Problem. Gather every line below that contains the string "above" and copy each one in full. Case matters.

Raw data.
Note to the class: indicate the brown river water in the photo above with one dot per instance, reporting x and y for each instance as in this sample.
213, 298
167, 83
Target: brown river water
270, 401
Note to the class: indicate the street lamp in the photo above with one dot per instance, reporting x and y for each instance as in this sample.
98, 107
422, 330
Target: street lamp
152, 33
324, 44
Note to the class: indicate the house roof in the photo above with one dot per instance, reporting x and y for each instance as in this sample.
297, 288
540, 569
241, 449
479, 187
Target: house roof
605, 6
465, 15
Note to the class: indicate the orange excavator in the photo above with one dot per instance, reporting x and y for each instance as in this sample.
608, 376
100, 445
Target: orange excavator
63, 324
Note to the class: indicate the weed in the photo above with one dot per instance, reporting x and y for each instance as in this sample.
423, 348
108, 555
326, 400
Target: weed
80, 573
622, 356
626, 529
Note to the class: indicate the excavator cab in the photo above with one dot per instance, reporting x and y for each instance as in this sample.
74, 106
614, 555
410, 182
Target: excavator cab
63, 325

--

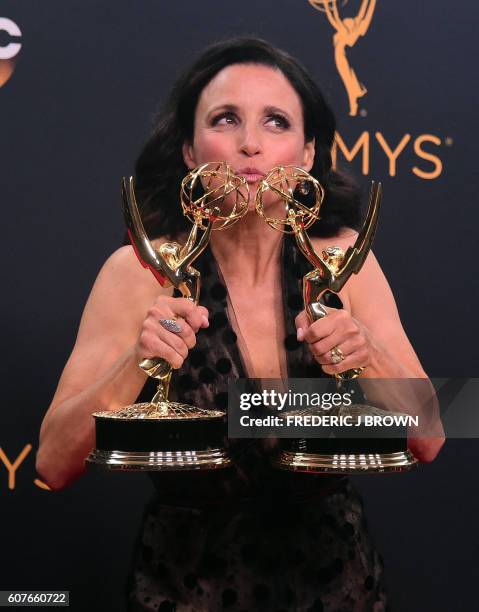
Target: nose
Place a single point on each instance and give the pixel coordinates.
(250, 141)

...

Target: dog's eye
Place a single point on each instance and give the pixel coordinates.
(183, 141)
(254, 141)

Finished exercise.
Note to the class: indicate the brown river water in the photo above with one dot per instance, reporting x and y for each instance as in this sample.
Note to the class: indicate the street lamp in the photo above with one dot per instance, reporting x and y for each instance as in this sample.
Note to the class: indicate the house roof in the photo above with one dot per instance, reporting x and y for each instance as in this sample.
Note to the class: indicate the orange excavator in the photo above with one dot per instance, reporting x and y for each instance as in this sample.
Note to the class: indicate the weed in the photo above with one dot per instance, reporting x and y for each instance as in this sample.
Note to the class: indicate the excavator cab in the photo above with one dot per instance, reporting x and y for each instance as in this sample.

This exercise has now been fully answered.